• Instructions for the task: Decide whether each statement below agrees with the forum post about a revolutionary invention. Answer yes or no for each, and quote the deciding words of the post. (a) The writer still has the notes they made. (b) The writer says that once people know of the invention, the inventor becomes a target. (c) The writer uses a Belgian as the example of someone from a large, rich country.

• Source passage:
I cant find the notes I made now, but essentially I ended up deciding that
something so revolutionary, if proved and accepted as doing what it said on
the tin, would take a life of its own. I came to the conclusion that once
people know of its existence, the inventor will lose all control and become an
instant target. Such inventions are the "babies" of such inventors, so loss of
control is an issue. Becoming a target, more so. I'm not sure what the people
who did the science that lead to nuclear stuff intended or thought, but if it
were me, the idea that my science was used to make such evil devices as
nuclear bombs would at the very least cause me trouble.

Interestingly there is some relevance to what is happening now with the NSA
internet spying issue. People may well look at this sort of behavior and
conclude that there are no limits for certain nation states. So, if a Belgian,
for a random small country example, were to invent such technology, and say
this person decided that only small poor countries could have access to it in
order to equalize small poor countries with rich ones, how might the likes of
China, UK, USA, India, etc, react to that? What would be their limit to
acquire such technology? The second you deploy such a unit, spies would be all
over it. Perhaps, war. So in the end, unless you do as told, your good might
end up slaughtering millions.

(A run of records)
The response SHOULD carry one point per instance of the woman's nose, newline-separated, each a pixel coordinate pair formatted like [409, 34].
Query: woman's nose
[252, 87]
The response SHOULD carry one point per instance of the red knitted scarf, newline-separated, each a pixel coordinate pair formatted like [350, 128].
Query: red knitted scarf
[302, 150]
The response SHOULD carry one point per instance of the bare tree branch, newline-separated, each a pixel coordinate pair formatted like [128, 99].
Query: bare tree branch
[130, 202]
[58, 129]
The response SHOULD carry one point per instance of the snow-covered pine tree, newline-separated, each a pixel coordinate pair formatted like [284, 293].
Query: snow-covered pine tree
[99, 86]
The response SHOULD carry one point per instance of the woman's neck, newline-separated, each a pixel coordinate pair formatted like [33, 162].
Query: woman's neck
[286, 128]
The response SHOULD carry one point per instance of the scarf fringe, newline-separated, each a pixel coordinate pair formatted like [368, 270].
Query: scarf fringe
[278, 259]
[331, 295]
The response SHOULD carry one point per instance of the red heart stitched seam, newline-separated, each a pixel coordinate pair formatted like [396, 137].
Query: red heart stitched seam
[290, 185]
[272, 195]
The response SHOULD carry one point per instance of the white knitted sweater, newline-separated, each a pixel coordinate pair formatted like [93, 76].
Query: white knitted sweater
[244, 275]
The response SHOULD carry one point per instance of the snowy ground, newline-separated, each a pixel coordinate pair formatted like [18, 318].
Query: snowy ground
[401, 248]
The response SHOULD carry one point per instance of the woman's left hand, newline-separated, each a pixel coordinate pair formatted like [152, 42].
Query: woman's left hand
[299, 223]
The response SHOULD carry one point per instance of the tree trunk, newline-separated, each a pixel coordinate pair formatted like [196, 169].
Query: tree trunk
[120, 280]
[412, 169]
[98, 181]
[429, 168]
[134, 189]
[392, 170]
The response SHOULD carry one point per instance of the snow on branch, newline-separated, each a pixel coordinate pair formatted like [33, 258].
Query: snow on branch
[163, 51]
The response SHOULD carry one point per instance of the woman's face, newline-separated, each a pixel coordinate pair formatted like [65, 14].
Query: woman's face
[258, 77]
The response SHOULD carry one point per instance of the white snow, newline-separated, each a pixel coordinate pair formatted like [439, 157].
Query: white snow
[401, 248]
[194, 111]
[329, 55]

---

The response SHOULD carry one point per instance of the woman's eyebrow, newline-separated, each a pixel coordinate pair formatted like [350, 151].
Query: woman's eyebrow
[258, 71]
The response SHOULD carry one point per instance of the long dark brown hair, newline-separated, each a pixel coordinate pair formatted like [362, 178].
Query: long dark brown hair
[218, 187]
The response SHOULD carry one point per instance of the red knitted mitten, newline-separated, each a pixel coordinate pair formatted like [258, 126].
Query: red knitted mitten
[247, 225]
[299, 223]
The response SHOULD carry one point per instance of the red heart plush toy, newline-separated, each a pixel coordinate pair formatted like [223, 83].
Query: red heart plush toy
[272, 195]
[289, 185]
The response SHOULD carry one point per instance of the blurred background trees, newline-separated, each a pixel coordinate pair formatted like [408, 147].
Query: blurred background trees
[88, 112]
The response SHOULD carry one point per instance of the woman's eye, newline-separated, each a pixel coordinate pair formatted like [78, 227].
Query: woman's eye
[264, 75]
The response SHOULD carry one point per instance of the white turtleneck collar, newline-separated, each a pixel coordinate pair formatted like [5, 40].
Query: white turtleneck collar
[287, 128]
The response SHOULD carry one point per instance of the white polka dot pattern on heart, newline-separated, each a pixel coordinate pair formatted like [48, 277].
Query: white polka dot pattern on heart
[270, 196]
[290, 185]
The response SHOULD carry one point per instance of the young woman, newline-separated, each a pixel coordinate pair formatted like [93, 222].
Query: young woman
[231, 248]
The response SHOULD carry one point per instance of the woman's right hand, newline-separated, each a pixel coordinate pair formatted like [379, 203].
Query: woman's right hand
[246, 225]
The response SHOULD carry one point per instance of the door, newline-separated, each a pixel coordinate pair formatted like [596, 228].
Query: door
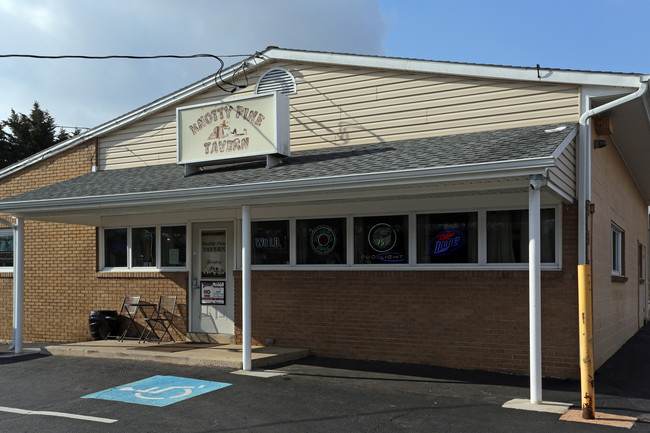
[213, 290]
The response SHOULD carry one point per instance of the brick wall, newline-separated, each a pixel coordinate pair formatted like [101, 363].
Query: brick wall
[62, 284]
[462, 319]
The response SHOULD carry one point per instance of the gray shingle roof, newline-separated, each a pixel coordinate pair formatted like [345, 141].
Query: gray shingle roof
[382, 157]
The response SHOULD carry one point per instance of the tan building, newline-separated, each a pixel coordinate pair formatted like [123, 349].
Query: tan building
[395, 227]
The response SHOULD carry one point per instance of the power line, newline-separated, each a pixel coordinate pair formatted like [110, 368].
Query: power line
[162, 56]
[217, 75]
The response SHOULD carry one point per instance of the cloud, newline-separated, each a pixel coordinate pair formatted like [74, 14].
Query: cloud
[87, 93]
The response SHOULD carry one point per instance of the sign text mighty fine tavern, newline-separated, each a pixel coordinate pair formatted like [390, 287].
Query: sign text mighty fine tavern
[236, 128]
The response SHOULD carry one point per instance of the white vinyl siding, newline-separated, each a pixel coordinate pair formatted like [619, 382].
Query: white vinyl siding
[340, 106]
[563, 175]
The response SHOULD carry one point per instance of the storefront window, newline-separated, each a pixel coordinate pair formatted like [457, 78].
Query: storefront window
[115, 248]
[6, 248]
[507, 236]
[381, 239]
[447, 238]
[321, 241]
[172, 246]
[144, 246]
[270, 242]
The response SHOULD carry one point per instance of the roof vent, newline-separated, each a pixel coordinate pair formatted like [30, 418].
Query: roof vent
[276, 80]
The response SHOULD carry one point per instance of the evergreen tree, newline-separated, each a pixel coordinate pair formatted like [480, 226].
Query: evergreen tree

• Exercise answer:
(a) No: "I cant find the notes I made now"
(b) Yes: "once people know of its existence, the inventor will lose all control and become an instant target"
(c) No: "So, if a Belgian, for a random small country example, were to invent such technology"